◆ PROVIDED PASSAGE:
- - - -

Wednesday, February 21 , 2018, 4:50 am | Fair 42º

 
 
 
 

Captain’s Log: Theft of Lifesaving Device Hurts Deep

Custom-made device helps nonkeeper, deep-caught rockfish recover from barotrauma

Doesn’t it just frost you when something is stolen, especially near this time of year?

Capt. David Bacon
Capt. David Bacon (Ramona Lisa McFadyen photo)

Just when I’d like to be writing about frosty the snowman — who seems to have visited our coast plenty during the past week — I am instead compelled to share a story about something that frosts me: the theft off my charter boat of a lifesaving device. It saves the lives of fish, which are near and dear to my heart.

Some time ago, I worked with a friend, Bill Hopper of West Marine, to design what I call a “deep release device.” Bill then put it together for me.

It is an upside-down, weighted milk crate attached to 100 feet of rope. We use it to return nonkeeper, deep-caught rockfish to depths where they recover from the effects of barotrauma (kind of like a diver and the “bends”). A deep rockfish suffers from rapid pressure loss as it is reeled to the surface and needs to repressure quickly.

- - - -

Pointing records
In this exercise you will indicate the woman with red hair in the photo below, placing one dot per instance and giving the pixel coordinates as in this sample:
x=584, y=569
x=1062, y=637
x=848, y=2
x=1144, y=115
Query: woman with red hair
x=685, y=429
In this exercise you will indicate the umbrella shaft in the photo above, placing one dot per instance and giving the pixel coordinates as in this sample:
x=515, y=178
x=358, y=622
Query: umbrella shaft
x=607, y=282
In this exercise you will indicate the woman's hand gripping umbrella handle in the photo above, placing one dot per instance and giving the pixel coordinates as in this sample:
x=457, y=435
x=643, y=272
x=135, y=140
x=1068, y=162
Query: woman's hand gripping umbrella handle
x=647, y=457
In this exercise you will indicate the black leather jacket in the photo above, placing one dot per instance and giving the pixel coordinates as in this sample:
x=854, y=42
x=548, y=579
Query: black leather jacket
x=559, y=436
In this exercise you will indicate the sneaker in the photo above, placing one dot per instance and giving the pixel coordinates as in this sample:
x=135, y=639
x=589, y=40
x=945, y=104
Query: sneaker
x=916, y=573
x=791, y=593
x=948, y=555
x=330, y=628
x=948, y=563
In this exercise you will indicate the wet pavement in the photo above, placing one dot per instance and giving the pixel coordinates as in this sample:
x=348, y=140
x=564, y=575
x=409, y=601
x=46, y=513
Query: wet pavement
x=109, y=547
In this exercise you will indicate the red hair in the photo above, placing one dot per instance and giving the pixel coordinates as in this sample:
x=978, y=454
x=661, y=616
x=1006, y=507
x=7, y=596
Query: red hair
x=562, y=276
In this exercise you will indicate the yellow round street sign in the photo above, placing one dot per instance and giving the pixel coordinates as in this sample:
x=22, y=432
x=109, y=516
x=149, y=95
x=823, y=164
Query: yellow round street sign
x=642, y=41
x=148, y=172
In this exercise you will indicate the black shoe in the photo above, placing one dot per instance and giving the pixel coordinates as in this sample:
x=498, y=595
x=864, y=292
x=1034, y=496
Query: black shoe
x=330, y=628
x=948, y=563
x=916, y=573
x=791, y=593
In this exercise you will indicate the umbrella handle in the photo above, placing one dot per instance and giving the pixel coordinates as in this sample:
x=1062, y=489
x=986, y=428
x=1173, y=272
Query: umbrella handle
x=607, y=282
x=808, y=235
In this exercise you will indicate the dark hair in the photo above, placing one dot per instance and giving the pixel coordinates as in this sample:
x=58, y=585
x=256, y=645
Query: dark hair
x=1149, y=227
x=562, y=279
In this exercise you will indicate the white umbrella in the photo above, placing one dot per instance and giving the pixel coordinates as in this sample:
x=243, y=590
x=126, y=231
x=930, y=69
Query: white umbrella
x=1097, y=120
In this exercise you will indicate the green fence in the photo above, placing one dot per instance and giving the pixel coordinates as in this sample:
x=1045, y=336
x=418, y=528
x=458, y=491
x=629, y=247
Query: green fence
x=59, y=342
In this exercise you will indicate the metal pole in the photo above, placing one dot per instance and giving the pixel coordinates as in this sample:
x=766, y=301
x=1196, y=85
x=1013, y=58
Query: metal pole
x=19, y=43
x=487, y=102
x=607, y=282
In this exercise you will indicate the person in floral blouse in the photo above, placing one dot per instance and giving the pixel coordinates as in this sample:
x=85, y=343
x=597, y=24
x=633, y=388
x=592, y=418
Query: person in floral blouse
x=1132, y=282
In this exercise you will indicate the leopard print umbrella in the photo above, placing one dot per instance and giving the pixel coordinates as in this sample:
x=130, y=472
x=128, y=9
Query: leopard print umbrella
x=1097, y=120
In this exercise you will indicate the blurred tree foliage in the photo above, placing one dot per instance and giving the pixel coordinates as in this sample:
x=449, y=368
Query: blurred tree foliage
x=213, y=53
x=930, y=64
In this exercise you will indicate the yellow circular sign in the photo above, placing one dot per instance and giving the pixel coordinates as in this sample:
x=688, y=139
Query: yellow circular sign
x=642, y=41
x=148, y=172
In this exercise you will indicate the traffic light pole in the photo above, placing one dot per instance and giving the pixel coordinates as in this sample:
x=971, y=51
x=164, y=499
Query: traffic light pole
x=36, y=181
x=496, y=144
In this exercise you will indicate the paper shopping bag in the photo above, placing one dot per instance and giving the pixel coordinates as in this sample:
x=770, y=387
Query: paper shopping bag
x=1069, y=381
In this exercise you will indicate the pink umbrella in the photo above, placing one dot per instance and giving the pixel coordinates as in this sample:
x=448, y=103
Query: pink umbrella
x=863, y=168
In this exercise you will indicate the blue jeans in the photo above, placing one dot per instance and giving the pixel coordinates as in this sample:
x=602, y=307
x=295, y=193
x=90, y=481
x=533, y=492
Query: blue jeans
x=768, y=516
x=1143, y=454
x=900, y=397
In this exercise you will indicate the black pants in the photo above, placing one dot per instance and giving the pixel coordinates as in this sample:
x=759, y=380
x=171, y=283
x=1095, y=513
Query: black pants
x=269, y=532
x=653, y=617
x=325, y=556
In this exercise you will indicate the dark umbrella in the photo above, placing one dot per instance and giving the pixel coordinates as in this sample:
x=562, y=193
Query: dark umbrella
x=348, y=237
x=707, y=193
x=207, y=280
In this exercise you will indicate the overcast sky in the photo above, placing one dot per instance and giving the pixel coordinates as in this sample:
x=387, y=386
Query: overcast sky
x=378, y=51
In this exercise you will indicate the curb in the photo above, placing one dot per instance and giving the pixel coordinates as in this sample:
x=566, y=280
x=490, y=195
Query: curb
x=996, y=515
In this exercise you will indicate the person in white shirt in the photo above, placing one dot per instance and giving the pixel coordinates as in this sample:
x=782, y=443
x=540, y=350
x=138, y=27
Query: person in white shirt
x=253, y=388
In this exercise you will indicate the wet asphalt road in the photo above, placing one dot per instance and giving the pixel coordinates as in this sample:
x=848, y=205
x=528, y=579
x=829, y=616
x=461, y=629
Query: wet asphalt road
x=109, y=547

- - - -

◆ SET TASK:
Copy out the whole Captain's Log column above, word for word.

◆ THE OUTPUT:
Wednesday, February 21 , 2018, 4:50 am | Fair 42º

 
 
 
 

Captain’s Log: Theft of Lifesaving Device Hurts Deep

Custom-made device helps nonkeeper, deep-caught rockfish recover from barotrauma

Doesn’t it just frost you when something is stolen, especially near this time of year?

Capt. David Bacon
Capt. David Bacon (Ramona Lisa McFadyen photo)

Just when I’d like to be writing about frosty the snowman — who seems to have visited our coast plenty during the past week — I am instead compelled to share a story about something that frosts me: the theft off my charter boat of a lifesaving device. It saves the lives of fish, which are near and dear to my heart.

Some time ago, I worked with a friend, Bill Hopper of West Marine, to design what I call a “deep release device.” Bill then put it together for me.

It is an upside-down, weighted milk crate attached to 100 feet of rope. We use it to return nonkeeper, deep-caught rockfish to depths where they recover from the effects of barotrauma (kind of like a diver and the “bends”). A deep rockfish suffers from rapid pressure loss as it is reeled to the surface and needs to repressure quickly.